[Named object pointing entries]
★ ★ ★ ★ ★ ★ ★
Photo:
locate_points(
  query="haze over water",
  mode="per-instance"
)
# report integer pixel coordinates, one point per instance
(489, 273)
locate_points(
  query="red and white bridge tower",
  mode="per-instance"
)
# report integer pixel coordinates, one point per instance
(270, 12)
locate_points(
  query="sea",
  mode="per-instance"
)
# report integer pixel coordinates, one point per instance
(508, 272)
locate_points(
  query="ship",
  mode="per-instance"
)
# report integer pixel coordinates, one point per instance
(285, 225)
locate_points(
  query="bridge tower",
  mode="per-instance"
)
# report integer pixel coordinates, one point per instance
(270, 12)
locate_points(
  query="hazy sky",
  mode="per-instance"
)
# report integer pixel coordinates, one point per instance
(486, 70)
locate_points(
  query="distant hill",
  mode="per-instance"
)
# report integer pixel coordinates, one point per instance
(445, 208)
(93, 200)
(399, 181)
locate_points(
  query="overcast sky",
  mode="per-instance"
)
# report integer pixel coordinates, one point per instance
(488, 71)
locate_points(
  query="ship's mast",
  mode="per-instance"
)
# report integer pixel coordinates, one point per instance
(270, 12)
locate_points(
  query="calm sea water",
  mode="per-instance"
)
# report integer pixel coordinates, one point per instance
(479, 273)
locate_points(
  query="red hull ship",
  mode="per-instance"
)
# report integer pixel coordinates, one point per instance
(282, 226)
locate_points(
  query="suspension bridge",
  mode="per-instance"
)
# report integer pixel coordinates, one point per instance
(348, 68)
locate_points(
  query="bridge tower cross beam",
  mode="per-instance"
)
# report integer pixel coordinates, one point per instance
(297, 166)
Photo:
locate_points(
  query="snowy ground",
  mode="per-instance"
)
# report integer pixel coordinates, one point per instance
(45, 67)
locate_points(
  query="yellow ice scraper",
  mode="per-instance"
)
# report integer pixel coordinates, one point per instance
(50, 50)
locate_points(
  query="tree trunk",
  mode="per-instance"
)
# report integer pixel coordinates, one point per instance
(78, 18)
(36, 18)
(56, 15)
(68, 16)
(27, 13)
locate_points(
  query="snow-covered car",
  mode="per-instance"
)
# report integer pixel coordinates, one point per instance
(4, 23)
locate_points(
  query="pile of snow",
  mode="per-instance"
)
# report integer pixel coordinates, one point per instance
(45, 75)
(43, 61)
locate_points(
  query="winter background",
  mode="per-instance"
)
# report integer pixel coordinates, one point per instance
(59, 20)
★ ★ ★ ★ ★ ★ ★
- **SHORT PROBLEM**: Reproduce the data, keeping every line exactly the same.

- **THE RESULT**:
Photo:
locate_points(
  query="haze over water",
  mode="per-instance"
)
# report integer pixel coordinates, one point per instance
(489, 273)
locate_points(
  query="red and white bridge tower",
  mode="per-instance"
)
# report integer pixel coordinates, one point per instance
(270, 12)
locate_points(
  query="sea",
  mode="per-instance"
)
# report integer pixel coordinates, one point per instance
(508, 272)
locate_points(
  query="ship",
  mode="per-instance"
)
# report integer pixel coordinates, one point per instance
(285, 225)
locate_points(
  query="bridge tower",
  mode="per-instance"
)
# report integer pixel coordinates, one point per instance
(270, 12)
locate_points(
  query="hazy sky",
  mode="per-instance"
)
# report integer pixel coordinates, one point per instance
(486, 70)
locate_points(
  query="distant hill",
  mode="per-instance"
)
# report integer pixel coordinates, one point per instance
(445, 208)
(93, 200)
(399, 181)
locate_points(
  query="overcast sky",
  mode="per-instance"
)
# report integer pixel coordinates, one point per instance
(488, 71)
locate_points(
  query="ship's mast",
  mode="per-instance"
)
# report integer pixel coordinates, one point per instance
(270, 12)
locate_points(
  query="calm sea water",
  mode="per-instance"
)
# report integer pixel coordinates, one point per instance
(479, 273)
locate_points(
  query="red hull ship",
  mode="per-instance"
)
# report integer pixel coordinates, one point per instance
(282, 226)
locate_points(
  query="suspension bridge",
  mode="per-instance"
)
# report integer pixel coordinates, one point per instance
(348, 68)
locate_points(
  query="bridge tower cross beam",
  mode="per-instance"
)
# report integer pixel coordinates, one point per instance
(297, 166)
Photo:
locate_points(
  query="snowy ground",
  mode="per-instance"
)
# report integer pixel coordinates, one point per instance
(45, 67)
locate_points(
  query="yellow ice scraper",
  mode="per-instance"
)
# report integer pixel coordinates, one point per instance
(50, 50)
locate_points(
  query="tree trunk",
  mode="per-instance"
)
# report integer pixel coordinates, one point per instance
(78, 18)
(36, 18)
(56, 15)
(68, 16)
(27, 13)
locate_points(
  query="snow-covered car",
  mode="per-instance"
)
# report integer pixel coordinates, one point per instance
(4, 23)
locate_points(
  query="pile of snow",
  mode="per-instance"
)
# report integer pixel coordinates, one point per instance
(45, 75)
(43, 61)
locate_points(
  query="winter background",
  mode="per-instance"
)
# report integer pixel coordinates, one point per instance
(59, 20)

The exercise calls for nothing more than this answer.